The problem:
Beginning with the line where "Objective — for every instance of the wire" appears, retype every remaining line of the data below, both the first and last included.

Entries provided:
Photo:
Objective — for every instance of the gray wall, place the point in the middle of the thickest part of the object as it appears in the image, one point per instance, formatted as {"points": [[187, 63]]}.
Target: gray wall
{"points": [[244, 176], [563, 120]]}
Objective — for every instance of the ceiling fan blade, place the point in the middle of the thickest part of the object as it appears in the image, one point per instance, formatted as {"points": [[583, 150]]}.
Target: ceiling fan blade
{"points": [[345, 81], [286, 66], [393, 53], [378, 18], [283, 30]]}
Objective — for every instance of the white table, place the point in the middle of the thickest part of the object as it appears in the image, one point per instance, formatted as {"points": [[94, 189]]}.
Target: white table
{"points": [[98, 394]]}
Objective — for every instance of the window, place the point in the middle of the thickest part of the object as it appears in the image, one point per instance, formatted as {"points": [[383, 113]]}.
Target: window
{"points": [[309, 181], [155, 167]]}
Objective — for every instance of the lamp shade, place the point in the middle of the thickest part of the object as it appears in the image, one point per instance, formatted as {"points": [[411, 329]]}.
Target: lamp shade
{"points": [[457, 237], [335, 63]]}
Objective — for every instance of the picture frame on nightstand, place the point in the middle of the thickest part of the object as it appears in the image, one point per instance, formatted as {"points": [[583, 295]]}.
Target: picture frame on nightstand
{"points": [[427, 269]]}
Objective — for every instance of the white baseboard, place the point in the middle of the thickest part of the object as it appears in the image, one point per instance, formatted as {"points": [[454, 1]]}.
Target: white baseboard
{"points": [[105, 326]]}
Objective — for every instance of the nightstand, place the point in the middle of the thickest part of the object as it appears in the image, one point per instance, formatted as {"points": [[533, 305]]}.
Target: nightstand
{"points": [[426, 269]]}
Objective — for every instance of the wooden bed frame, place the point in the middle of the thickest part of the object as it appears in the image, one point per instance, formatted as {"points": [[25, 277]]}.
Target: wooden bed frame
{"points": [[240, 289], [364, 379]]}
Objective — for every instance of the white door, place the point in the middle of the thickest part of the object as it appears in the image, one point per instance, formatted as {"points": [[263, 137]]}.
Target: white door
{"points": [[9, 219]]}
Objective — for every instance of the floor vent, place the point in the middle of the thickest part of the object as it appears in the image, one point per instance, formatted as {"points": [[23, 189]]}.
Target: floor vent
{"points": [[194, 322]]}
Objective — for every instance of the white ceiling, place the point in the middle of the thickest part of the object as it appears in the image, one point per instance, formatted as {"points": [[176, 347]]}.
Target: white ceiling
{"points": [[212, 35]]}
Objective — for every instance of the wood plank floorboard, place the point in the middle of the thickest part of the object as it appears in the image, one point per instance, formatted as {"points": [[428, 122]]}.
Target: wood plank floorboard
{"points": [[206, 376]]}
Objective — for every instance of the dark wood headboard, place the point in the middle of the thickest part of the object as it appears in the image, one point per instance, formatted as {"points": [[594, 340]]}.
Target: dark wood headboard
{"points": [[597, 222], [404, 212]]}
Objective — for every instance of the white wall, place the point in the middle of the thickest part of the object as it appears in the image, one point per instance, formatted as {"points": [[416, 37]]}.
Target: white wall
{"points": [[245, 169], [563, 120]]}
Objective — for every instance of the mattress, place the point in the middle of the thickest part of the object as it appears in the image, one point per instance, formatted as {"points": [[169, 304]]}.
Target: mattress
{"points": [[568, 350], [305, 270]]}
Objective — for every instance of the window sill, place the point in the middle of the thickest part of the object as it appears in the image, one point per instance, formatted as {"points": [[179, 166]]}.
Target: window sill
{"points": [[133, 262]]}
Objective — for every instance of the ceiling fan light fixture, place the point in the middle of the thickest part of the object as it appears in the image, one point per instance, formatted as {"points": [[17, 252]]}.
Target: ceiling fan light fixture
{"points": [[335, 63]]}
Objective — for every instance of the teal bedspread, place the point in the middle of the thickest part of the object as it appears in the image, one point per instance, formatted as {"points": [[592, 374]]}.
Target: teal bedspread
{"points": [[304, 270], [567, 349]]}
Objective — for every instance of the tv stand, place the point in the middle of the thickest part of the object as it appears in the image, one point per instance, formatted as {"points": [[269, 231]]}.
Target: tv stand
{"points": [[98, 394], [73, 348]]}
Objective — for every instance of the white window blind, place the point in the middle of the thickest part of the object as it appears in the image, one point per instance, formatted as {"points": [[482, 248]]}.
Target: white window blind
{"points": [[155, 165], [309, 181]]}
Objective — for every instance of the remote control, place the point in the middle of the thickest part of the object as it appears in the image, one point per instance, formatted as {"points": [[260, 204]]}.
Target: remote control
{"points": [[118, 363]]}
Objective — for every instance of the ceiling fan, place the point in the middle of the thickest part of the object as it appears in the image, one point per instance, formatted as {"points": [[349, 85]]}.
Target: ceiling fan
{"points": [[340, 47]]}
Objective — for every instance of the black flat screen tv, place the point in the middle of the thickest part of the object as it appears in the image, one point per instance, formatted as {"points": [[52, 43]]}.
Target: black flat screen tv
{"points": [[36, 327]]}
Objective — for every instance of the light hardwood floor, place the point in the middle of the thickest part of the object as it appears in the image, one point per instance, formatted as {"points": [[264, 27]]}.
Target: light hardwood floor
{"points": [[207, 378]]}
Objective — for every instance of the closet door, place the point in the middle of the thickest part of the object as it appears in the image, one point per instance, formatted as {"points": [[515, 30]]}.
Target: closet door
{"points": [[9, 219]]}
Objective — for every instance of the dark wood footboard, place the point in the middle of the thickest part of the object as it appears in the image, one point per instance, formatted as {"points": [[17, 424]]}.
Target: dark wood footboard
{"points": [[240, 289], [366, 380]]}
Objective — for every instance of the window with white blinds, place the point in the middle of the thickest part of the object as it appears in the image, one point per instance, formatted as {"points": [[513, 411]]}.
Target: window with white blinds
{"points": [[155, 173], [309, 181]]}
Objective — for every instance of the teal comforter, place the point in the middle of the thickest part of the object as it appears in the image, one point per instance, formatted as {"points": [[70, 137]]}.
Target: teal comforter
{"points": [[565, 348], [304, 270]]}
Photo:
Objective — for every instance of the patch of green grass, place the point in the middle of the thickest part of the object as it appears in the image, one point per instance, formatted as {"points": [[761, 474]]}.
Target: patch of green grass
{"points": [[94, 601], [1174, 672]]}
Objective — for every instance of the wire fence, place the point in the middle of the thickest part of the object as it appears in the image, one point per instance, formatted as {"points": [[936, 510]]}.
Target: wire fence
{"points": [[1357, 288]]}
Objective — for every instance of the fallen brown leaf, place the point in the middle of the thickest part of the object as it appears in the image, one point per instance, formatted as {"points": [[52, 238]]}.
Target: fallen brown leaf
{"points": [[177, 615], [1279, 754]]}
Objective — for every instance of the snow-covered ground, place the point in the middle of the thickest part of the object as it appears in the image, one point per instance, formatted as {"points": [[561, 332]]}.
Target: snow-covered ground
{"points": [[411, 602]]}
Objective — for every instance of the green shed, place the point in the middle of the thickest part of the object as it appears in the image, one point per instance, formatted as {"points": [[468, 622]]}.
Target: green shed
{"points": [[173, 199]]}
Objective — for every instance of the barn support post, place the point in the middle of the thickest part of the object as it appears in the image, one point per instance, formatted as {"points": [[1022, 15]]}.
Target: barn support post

Response:
Objective — for every instance of the wire fence, place the point in the middle of the thickest part of the object as it appears in the image, one point per instance, formatted as {"points": [[936, 510]]}.
Target: wire fence
{"points": [[1357, 288]]}
Objective — for every instance of the fallen brown leaf, place the point in the middle of the thickest part of the object as it appears in the image, one point per instance, formatted as {"points": [[52, 238]]}.
Target: fallen brown leaf
{"points": [[177, 615], [1279, 754]]}
Objective — for every instance of the snow-covered ground, place the point in the middle of the thickest part of the object as it appears in the image, one point per instance, formatted as {"points": [[561, 332]]}.
Target: snow-covered ground
{"points": [[411, 602]]}
Objective — for every instance of the green shed, place the point in the middle of the thickest part of the object as it appears in the image, one point per instance, formatted as {"points": [[468, 622]]}.
Target: green shed
{"points": [[173, 199]]}
Objective — for every instance of the barn support post, place the point in the middle of the thickest part of the object as it appears in the image, one point per instance, formatted as {"points": [[1022, 15]]}.
Target: barn support post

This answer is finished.